Pour ma part, j'ai beaucoup aimé ce film. Certes Arcand a modifié sa recette habituelle. Cela a pu déstabiliser les fans de ses précédents films. En ce qui me concerne, j'aime bien être dérangée, déstabilisée par une oeuvre ou un spectacle.
La beauté règne partout, en effet, dans ce film. Dans les paysages et les villes: Charlevoix, Québec, même Toronto. Dans les personnages: un cercle d'amis dans la trentaine, aux visages lisses et traits agréables, sans enfants, minces et musclés comme les acteurs et actrices qui les incarnent.

Non seulement ils ont choisi de vivre dans des lieux enchanteurs, mais ils pénètrent littéralement ces beaux paysages, les parcourant pour y pratiquer la pêche, la chasse, le ski, la randonnée, le camping, le golf, le tennis... et  y faire l'amour quand l'occasion s'y prête!

Données fournies
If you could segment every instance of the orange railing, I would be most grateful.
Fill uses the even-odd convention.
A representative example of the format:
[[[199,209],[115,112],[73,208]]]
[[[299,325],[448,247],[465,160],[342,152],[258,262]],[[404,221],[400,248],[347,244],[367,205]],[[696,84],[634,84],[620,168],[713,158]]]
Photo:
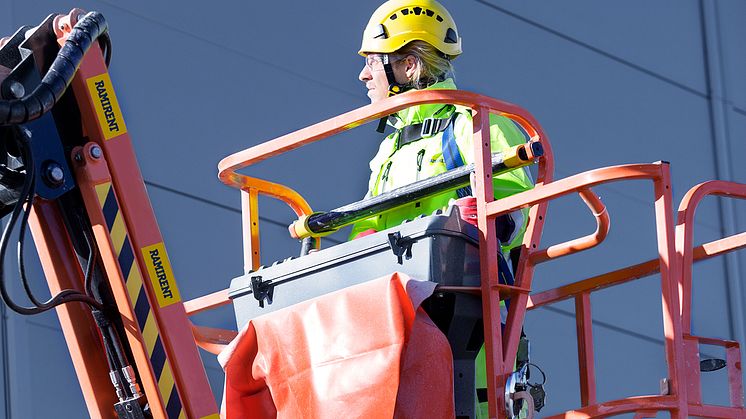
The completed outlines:
[[[717,182],[705,184],[708,186],[700,185],[699,189],[695,188],[695,192],[690,192],[682,204],[684,209],[680,210],[679,221],[679,229],[682,230],[675,236],[670,172],[667,163],[607,167],[552,181],[554,167],[552,149],[541,127],[528,112],[520,107],[489,97],[454,90],[421,91],[399,95],[270,140],[223,159],[219,164],[220,179],[242,192],[244,264],[247,271],[258,267],[260,260],[256,207],[256,198],[259,194],[285,201],[299,216],[310,214],[311,208],[297,192],[282,185],[240,174],[238,173],[239,170],[272,156],[378,120],[401,109],[424,103],[449,103],[467,106],[474,110],[476,172],[474,194],[477,197],[483,281],[480,288],[447,288],[448,291],[454,292],[481,293],[486,297],[482,301],[485,346],[488,353],[487,371],[488,377],[491,377],[488,380],[491,417],[505,416],[503,389],[507,377],[512,373],[526,310],[569,298],[575,300],[576,306],[581,407],[555,417],[585,418],[626,412],[636,412],[636,417],[654,417],[657,411],[668,411],[672,417],[677,418],[686,417],[688,414],[708,417],[746,417],[740,401],[743,391],[741,388],[738,344],[690,336],[688,327],[692,261],[744,247],[746,245],[746,234],[742,233],[707,243],[694,248],[692,251],[684,250],[685,248],[691,250],[691,218],[701,196],[725,194],[743,197],[746,186]],[[499,201],[494,200],[490,186],[492,182],[489,167],[492,150],[489,141],[489,114],[491,113],[504,115],[515,121],[528,133],[532,140],[541,142],[545,152],[544,156],[538,161],[538,176],[535,187],[532,190]],[[477,139],[479,141],[476,141]],[[531,294],[536,265],[590,249],[604,241],[609,231],[610,217],[606,207],[591,188],[604,183],[626,180],[646,180],[653,183],[658,257],[638,265]],[[571,194],[578,194],[586,203],[595,218],[596,231],[581,238],[540,248],[548,202]],[[498,268],[495,255],[497,254],[498,244],[494,239],[494,223],[490,220],[500,214],[521,208],[530,208],[530,210],[521,258],[516,272],[516,281],[513,286],[502,285],[497,280]],[[687,210],[687,208],[691,209]],[[681,221],[682,211],[684,221]],[[688,239],[685,239],[687,237]],[[679,244],[685,246],[681,247]],[[668,363],[668,392],[663,395],[599,402],[596,395],[590,294],[606,287],[657,272],[660,273],[662,285],[662,315],[666,361]],[[688,279],[687,275],[689,275]],[[680,289],[682,290],[681,294]],[[505,298],[511,298],[511,304],[507,318],[501,319],[497,302]],[[683,305],[680,301],[683,301]],[[185,307],[189,314],[194,314],[228,303],[227,291],[223,290],[189,301],[185,303]],[[506,324],[504,331],[501,330],[501,321],[503,320]],[[233,334],[235,332],[195,327],[195,335],[200,345],[212,352],[217,352]],[[696,386],[699,385],[698,373],[691,373],[691,368],[688,366],[694,362],[692,357],[696,356],[696,345],[698,343],[717,344],[726,347],[730,368],[732,407],[704,406],[701,403],[701,397],[698,398],[698,393],[693,390],[695,384]]]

Énoncé
Indiquez si chacune des affirmations suivantes concorde avec l'extrait, en répondant par oui ou par non et en citant fidèlement les mots de l'extrait qui tranchent.
(a) Les personnages du film ont des enfants.
(b) Le film montre notamment la ville de Toronto.
(c) La personne qui écrit dit ne pas aimer être déstabilisée par une œuvre.

Corrigé
(a) Non : « sans enfants »
(b) Oui : « Charlevoix, Québec, même Toronto »
(c) Non : « j'aime bien être dérangée, déstabilisée par une oeuvre ou un spectacle »